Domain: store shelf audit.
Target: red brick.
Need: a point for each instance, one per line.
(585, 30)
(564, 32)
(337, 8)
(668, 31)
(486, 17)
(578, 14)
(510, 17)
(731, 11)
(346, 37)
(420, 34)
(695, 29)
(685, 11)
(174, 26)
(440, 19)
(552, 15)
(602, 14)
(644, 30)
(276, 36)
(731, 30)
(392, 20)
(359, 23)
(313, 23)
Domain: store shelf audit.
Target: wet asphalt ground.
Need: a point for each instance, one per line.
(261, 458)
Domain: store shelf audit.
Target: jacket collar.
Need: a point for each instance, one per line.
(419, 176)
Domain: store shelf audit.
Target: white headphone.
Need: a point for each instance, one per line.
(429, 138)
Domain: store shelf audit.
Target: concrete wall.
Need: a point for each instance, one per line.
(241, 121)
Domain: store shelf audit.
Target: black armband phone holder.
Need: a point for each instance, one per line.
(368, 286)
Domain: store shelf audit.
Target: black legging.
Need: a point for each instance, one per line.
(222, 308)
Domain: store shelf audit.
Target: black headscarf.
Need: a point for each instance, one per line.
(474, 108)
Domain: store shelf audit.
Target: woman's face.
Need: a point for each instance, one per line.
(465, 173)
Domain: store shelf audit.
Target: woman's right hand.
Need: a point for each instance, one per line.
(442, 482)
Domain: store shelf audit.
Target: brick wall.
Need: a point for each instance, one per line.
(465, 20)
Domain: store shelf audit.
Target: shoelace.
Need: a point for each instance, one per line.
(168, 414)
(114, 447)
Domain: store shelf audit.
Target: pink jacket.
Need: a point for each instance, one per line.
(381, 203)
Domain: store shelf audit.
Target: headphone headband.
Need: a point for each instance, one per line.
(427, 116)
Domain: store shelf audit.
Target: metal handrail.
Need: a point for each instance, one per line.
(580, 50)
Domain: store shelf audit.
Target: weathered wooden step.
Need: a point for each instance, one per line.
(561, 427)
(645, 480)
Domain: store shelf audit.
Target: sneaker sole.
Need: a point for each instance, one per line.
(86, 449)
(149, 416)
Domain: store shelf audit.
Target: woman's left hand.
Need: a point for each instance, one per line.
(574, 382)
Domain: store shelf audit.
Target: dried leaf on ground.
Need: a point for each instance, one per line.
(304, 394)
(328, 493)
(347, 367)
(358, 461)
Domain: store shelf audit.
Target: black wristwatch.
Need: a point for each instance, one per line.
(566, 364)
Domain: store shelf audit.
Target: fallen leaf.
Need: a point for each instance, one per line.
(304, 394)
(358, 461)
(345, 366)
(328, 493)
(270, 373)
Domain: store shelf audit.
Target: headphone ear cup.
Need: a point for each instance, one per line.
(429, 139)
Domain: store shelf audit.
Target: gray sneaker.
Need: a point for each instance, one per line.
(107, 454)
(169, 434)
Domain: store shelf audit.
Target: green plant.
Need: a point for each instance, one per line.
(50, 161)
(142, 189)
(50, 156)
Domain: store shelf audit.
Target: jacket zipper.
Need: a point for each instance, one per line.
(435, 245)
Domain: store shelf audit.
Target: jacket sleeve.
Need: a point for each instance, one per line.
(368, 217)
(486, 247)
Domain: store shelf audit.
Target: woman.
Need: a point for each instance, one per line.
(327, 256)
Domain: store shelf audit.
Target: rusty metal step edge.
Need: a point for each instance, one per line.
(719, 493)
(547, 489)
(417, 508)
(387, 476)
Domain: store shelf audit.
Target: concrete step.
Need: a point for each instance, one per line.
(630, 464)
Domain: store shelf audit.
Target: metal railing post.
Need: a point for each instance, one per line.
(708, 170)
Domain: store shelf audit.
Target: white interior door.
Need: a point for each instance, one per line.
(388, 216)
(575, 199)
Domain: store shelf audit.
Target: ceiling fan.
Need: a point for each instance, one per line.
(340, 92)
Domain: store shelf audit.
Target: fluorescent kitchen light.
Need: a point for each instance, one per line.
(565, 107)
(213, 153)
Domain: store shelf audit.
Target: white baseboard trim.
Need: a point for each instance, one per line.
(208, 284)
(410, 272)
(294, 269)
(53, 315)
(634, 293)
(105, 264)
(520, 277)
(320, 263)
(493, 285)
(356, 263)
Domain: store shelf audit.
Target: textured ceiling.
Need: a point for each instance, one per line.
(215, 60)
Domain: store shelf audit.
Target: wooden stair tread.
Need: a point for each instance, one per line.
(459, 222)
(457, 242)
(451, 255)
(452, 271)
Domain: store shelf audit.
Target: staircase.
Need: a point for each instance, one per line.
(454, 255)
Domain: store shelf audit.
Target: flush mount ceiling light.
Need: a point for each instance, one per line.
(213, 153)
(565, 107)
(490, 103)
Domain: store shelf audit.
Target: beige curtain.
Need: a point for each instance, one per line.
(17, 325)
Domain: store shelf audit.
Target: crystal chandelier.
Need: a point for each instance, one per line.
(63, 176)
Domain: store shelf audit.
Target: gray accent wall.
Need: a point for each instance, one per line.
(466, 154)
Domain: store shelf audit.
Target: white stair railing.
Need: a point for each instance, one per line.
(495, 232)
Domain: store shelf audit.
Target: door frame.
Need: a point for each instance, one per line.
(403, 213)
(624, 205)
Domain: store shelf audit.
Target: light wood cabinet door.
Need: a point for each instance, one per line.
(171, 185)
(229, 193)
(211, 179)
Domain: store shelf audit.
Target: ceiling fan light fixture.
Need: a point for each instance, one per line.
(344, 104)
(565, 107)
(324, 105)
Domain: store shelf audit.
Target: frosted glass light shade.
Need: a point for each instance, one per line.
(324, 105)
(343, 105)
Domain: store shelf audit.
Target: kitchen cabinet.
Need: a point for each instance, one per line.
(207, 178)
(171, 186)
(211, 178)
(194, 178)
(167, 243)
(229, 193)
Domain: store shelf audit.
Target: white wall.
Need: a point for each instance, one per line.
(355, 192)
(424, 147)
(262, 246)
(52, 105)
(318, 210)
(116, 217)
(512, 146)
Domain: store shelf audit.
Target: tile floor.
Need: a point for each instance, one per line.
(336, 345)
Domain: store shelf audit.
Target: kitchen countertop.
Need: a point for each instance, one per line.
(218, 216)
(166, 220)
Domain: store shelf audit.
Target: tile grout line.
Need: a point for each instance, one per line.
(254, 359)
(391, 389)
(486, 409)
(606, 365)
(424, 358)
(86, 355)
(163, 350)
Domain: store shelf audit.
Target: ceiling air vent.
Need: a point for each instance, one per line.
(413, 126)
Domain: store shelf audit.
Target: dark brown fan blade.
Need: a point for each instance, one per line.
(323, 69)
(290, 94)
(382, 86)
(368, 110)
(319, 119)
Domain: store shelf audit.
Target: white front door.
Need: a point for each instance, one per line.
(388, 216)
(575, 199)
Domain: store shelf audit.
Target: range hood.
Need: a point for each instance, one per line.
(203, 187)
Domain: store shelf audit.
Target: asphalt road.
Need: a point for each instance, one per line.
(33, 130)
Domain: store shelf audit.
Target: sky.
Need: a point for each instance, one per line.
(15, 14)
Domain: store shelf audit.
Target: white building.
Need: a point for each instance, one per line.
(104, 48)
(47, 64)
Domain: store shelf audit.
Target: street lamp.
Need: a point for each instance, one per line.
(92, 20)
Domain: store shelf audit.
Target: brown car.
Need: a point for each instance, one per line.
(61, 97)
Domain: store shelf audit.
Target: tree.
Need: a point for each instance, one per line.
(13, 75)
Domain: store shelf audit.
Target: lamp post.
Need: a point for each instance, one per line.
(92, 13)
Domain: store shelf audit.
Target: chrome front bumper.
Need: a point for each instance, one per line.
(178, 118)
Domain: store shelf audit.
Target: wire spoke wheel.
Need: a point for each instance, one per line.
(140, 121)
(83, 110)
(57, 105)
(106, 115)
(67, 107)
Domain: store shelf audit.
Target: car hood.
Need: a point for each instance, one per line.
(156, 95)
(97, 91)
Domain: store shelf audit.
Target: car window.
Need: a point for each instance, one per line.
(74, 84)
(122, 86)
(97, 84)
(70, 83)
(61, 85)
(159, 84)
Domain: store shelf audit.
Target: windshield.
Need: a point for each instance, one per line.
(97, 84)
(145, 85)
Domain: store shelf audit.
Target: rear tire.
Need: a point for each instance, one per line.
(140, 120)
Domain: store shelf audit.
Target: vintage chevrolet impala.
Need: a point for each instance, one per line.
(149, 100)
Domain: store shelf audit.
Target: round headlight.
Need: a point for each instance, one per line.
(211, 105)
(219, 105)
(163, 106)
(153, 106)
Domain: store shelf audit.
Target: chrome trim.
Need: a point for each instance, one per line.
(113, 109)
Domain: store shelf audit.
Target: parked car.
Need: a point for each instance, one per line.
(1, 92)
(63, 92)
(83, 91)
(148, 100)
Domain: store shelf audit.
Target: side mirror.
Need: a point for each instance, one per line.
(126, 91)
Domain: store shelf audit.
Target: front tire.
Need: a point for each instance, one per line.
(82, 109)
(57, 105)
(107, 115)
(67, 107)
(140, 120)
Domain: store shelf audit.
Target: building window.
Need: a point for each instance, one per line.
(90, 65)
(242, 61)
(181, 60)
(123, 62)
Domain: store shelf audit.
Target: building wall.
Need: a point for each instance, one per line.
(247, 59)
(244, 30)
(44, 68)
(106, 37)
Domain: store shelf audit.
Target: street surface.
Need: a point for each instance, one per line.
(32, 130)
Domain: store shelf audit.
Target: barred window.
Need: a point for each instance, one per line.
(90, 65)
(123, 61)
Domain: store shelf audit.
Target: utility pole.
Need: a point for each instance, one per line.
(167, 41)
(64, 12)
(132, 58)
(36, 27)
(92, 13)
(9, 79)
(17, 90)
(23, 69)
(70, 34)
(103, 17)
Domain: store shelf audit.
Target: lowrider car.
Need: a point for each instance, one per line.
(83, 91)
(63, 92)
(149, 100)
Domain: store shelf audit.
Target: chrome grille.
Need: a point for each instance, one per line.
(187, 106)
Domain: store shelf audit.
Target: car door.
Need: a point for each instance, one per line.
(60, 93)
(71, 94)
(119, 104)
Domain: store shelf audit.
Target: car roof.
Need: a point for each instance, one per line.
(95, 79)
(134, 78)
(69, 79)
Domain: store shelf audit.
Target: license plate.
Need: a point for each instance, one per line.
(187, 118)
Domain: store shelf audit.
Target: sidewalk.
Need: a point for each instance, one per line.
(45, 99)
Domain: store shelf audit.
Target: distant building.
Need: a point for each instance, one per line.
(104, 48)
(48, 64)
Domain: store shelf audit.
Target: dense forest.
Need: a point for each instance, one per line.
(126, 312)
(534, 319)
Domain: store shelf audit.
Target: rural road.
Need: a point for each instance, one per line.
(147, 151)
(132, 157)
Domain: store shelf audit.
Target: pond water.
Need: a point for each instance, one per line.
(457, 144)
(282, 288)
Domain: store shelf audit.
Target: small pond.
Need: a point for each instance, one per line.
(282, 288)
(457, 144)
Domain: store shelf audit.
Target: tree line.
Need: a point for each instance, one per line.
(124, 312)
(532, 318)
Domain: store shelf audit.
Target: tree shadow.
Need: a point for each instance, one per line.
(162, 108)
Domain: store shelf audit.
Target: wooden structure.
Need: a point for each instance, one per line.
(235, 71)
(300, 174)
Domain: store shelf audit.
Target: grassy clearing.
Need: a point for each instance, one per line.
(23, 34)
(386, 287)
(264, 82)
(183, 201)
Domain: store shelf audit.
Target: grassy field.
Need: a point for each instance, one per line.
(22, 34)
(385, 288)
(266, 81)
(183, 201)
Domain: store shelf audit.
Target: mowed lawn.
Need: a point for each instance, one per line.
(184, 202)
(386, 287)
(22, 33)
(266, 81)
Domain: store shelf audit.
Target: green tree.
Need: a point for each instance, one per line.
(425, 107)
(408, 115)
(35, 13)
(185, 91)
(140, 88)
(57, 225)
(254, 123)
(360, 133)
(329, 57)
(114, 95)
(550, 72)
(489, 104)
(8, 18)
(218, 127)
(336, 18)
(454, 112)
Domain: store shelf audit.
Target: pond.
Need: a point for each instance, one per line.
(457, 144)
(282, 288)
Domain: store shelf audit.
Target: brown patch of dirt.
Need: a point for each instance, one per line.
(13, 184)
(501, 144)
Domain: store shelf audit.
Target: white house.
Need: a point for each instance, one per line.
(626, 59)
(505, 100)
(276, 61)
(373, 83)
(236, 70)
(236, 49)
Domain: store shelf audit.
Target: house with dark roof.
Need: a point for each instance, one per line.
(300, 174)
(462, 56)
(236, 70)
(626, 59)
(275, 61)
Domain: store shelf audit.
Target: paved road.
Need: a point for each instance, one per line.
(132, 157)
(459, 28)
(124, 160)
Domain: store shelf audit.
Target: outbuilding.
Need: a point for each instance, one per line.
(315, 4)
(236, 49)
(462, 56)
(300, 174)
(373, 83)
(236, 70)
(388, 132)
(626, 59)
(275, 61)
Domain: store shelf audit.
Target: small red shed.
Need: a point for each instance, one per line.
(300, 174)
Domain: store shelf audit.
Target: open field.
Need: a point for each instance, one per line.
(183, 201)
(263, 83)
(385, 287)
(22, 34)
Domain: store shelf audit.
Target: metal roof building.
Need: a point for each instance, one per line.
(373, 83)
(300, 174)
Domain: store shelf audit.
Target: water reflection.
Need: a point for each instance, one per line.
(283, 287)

•••••

* [Work to complete] Everything from the line containing "Target: utility pole." through the line containing "Target: grassy clearing." in the material above should be retyped exactly, both ends included, and nothing more.

* [Result for this task]
Target: utility pole.
Need: a point for each instance, one per line.
(167, 41)
(64, 12)
(132, 58)
(36, 27)
(92, 13)
(9, 79)
(17, 90)
(23, 69)
(70, 34)
(103, 17)
Domain: store shelf audit.
Target: lowrider car.
Need: a point for each instance, one per line.
(83, 91)
(63, 92)
(149, 100)
Domain: store shelf audit.
Target: chrome grille.
Need: a point for each instance, one per line.
(187, 106)
Domain: store shelf audit.
Target: car door.
Need: a point for each instance, one per line.
(60, 93)
(71, 94)
(119, 104)
Domain: store shelf audit.
Target: car roof.
Need: a point for each instance, one per line.
(95, 79)
(134, 78)
(69, 79)
Domain: store shelf audit.
Target: license plate.
Need: a point for each instance, one per line.
(187, 118)
Domain: store shelf audit.
Target: sidewalk.
Need: a point for each instance, one per line.
(45, 99)
Domain: store shelf audit.
Target: distant building.
Need: a point for each instance, one per line.
(104, 48)
(48, 64)
Domain: store shelf audit.
Target: dense forest.
Need: a point for each instance, one per line.
(126, 312)
(534, 319)
Domain: store shelf audit.
Target: rural road.
Need: a point for each instance, one per line.
(147, 151)
(132, 157)
Domain: store shelf audit.
Target: pond water.
Need: a point for each instance, one per line.
(457, 144)
(282, 288)
Domain: store shelf audit.
Target: small pond.
Need: a point for each instance, one per line.
(282, 288)
(457, 144)
Domain: store shelf audit.
Target: tree line.
Need: a point for each instance, one per line.
(124, 312)
(532, 318)
Domain: store shelf audit.
Target: tree shadow.
Need: a point for each instance, one per line.
(162, 108)
Domain: store shelf audit.
Target: wooden structure.
Need: a point for each instance, one per line.
(235, 71)
(300, 174)
Domain: store shelf audit.
Target: grassy clearing.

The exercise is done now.